_TASK INSTRUCTIONS_
Write out exactly the lines running from the line that includes "Batch processing job — object class: tree." to the end of the data, both ends included, and nothing besides.
*** INPUT FOR THIS TASK
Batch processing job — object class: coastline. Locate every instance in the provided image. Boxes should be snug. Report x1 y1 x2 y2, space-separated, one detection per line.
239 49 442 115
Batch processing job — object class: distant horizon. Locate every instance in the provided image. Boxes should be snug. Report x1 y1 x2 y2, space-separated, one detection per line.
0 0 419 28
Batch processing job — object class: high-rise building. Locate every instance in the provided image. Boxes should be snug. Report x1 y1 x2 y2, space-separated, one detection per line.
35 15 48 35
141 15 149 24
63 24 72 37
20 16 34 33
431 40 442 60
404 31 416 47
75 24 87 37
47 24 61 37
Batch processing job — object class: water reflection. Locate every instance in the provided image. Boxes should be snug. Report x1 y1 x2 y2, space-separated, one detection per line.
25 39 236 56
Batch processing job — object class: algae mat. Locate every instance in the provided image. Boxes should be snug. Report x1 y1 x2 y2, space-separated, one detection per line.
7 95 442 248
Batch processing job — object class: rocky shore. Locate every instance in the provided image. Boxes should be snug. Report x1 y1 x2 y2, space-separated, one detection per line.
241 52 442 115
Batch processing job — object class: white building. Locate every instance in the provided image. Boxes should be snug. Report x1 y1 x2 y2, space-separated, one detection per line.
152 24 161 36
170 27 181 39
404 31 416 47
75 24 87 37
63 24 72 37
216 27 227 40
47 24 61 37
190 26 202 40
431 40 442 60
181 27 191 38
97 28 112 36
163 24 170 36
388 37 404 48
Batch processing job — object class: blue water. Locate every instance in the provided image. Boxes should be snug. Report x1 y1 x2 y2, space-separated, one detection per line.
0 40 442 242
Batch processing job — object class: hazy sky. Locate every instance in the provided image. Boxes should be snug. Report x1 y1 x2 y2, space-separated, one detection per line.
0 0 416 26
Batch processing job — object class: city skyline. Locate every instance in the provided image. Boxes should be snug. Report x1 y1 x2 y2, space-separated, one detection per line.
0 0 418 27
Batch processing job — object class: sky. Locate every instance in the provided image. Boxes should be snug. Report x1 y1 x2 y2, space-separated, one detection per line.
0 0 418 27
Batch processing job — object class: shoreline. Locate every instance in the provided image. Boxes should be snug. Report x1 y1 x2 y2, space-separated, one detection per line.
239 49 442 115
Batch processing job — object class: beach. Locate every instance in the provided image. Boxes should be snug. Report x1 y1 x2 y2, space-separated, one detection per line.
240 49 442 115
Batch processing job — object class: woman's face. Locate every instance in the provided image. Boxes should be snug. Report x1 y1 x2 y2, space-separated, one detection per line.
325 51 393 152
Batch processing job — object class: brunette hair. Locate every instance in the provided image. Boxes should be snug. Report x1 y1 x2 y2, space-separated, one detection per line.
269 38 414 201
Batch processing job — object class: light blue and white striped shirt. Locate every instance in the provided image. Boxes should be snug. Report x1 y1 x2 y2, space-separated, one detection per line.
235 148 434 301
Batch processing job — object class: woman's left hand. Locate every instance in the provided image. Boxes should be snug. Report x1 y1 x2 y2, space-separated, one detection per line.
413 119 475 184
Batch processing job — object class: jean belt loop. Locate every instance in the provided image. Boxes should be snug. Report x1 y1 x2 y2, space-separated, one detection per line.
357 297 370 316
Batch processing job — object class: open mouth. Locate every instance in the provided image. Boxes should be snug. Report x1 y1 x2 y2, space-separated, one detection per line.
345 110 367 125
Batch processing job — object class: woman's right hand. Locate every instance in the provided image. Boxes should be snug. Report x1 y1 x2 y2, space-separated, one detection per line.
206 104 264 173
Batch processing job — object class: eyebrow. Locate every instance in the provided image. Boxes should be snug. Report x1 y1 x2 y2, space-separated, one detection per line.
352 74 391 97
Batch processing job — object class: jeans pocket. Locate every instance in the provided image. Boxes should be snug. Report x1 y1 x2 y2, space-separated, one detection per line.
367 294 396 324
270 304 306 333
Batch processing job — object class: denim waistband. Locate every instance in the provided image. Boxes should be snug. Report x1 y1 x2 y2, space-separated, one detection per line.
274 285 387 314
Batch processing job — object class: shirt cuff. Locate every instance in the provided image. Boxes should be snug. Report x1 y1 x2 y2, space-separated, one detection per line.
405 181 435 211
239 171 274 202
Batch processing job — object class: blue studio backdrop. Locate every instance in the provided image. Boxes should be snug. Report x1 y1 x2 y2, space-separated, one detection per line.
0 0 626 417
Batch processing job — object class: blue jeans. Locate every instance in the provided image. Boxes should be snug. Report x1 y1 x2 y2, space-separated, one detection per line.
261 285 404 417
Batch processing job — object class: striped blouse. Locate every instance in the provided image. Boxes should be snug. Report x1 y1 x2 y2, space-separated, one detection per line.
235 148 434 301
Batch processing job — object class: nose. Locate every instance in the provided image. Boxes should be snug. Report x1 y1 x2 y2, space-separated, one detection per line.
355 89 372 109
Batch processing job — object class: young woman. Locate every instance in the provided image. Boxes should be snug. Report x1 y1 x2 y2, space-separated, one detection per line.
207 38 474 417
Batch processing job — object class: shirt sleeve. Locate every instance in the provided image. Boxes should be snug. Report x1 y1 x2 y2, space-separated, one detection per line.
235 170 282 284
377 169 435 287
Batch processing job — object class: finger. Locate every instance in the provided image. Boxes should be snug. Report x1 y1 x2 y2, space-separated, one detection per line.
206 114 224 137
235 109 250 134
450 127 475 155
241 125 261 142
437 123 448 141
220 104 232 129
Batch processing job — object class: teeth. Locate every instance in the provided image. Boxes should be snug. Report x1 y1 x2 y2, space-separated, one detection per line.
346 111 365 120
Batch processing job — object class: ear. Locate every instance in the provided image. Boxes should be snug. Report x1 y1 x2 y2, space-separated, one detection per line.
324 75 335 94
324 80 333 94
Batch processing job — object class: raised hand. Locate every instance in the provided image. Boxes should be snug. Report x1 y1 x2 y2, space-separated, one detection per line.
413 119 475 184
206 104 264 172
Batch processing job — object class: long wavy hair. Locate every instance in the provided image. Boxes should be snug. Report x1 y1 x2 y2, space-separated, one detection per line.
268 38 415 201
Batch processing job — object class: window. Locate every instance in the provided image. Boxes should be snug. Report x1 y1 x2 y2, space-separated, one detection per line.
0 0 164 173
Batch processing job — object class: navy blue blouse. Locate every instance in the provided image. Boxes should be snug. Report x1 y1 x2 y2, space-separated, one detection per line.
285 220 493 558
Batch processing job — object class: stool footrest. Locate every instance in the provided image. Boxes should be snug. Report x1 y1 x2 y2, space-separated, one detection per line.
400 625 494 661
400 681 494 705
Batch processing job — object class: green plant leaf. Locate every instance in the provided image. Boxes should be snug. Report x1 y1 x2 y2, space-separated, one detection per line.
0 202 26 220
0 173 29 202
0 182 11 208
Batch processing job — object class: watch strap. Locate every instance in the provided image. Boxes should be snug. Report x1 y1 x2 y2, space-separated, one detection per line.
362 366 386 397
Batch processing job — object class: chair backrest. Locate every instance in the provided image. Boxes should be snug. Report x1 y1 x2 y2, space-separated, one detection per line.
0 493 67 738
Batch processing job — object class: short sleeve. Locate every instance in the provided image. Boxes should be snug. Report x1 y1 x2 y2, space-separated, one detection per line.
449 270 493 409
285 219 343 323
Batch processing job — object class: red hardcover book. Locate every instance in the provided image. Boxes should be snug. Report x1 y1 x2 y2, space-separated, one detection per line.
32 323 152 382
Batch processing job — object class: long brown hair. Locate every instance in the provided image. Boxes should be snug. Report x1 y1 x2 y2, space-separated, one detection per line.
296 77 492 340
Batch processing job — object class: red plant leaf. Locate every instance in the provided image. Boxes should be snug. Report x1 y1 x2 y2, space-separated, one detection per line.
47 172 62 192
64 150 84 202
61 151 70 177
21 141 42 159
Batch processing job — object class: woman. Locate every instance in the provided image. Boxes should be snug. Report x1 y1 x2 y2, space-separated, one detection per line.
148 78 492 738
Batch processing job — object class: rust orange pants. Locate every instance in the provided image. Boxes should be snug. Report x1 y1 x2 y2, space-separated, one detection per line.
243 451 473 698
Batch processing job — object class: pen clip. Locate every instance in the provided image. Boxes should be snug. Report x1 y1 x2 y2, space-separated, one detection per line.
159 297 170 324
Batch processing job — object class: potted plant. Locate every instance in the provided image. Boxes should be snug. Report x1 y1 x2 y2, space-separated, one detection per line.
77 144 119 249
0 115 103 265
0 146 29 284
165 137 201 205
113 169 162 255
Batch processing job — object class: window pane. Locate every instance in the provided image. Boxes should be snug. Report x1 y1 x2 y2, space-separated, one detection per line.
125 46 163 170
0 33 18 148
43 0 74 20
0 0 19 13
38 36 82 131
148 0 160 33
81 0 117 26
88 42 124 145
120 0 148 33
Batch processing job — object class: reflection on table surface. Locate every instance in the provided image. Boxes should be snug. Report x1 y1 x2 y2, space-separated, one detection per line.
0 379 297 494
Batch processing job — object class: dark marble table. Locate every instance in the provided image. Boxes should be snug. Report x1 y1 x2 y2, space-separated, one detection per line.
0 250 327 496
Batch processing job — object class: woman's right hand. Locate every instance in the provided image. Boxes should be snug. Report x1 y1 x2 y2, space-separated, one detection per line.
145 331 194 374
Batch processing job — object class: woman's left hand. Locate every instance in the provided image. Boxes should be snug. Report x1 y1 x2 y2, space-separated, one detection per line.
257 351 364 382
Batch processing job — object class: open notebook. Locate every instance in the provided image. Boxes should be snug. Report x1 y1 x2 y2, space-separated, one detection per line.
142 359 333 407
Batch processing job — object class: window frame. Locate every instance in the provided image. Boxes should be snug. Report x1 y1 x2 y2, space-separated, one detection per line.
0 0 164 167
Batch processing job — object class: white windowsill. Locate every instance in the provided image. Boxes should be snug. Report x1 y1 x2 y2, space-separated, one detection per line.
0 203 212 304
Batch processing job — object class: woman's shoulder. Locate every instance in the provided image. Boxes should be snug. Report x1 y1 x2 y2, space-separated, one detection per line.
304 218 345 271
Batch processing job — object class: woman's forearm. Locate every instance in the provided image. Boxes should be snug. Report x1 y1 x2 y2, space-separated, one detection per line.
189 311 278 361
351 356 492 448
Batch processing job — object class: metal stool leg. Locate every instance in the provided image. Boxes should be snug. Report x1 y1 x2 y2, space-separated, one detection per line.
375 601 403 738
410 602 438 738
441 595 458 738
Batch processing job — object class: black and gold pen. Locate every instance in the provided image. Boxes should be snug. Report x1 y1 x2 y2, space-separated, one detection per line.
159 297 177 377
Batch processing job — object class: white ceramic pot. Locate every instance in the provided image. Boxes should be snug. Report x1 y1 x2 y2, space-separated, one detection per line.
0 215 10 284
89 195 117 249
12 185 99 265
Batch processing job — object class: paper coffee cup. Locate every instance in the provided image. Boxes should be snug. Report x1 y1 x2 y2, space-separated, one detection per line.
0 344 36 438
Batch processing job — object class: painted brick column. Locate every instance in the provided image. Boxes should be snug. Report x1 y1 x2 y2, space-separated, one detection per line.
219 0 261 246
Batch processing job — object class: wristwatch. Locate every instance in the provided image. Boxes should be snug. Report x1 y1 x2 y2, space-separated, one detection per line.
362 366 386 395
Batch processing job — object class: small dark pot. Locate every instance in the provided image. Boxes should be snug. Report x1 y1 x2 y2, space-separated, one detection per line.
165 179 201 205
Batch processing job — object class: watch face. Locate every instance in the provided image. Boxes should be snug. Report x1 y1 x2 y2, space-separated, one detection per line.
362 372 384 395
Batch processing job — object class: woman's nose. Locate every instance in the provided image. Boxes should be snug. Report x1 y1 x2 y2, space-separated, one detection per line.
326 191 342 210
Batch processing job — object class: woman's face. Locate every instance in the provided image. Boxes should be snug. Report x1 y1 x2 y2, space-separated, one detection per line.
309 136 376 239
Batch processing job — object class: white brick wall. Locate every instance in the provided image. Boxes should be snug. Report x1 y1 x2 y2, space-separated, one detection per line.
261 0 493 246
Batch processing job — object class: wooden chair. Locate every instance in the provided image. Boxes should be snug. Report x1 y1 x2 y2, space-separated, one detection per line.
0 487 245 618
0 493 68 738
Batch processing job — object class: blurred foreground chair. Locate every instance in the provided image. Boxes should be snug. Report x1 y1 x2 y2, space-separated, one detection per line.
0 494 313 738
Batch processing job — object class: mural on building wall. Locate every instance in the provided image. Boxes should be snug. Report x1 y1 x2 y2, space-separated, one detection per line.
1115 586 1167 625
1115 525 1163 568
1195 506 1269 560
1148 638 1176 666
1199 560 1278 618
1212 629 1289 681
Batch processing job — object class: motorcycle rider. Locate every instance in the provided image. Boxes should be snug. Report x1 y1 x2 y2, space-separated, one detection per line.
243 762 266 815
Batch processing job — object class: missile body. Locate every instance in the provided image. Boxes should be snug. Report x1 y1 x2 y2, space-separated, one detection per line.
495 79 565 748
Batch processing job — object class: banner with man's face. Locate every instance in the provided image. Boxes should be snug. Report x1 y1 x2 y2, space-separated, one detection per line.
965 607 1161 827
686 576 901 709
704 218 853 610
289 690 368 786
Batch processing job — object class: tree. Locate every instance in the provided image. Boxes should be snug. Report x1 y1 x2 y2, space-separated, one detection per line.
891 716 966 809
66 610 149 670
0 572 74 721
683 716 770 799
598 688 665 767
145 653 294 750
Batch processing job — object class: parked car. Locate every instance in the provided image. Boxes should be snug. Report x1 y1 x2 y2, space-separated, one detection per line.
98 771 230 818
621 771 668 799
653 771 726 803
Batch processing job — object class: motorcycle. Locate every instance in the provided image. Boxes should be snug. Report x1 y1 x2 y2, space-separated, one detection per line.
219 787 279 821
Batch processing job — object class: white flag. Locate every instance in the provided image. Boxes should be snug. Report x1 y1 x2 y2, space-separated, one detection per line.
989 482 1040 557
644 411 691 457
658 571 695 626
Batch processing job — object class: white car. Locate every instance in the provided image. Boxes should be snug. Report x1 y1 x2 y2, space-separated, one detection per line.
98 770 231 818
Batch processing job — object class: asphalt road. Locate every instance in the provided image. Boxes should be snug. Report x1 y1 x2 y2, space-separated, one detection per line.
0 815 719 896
******
_RESULT OF THIS TASK_
Batch processing job — object class: tree. Locate every instance in the provided image. Boxes should be snug. Report x1 y1 x2 y2, space-separated, one detection per line.
891 716 966 809
66 610 149 670
0 572 74 721
683 716 770 799
598 688 665 767
145 653 294 750
Batch processing job — object class: parked car. Locate every instance in the provided image. Boxes should be snug. Report x1 y1 x2 y2, space-separated, one detection per line.
98 771 230 818
621 771 668 799
653 771 726 803
Batch processing job — object class: motorcycle. Locate every instance in the provided image. Boxes should be snug. Report x1 y1 x2 y2, space-separated, one detection per line.
219 787 279 821
Batch processing job — object class: white flag. Locate every instance in the provided image. Boxes should be snug. Report x1 y1 x2 y2, space-separated, one detection per line.
989 482 1040 557
644 411 691 457
658 571 695 626
Batch processing job — object class: white car. Locate every instance in the provided image. Boxes should be snug. Report x1 y1 x2 y2, space-separated, one detection per line.
98 770 231 818
Batch processing job — object class: asphalt road. Locate every instance in the provided image. Boxes should be snug. Report x1 y1 x2 y2, space-separated, one detection per line.
0 815 719 896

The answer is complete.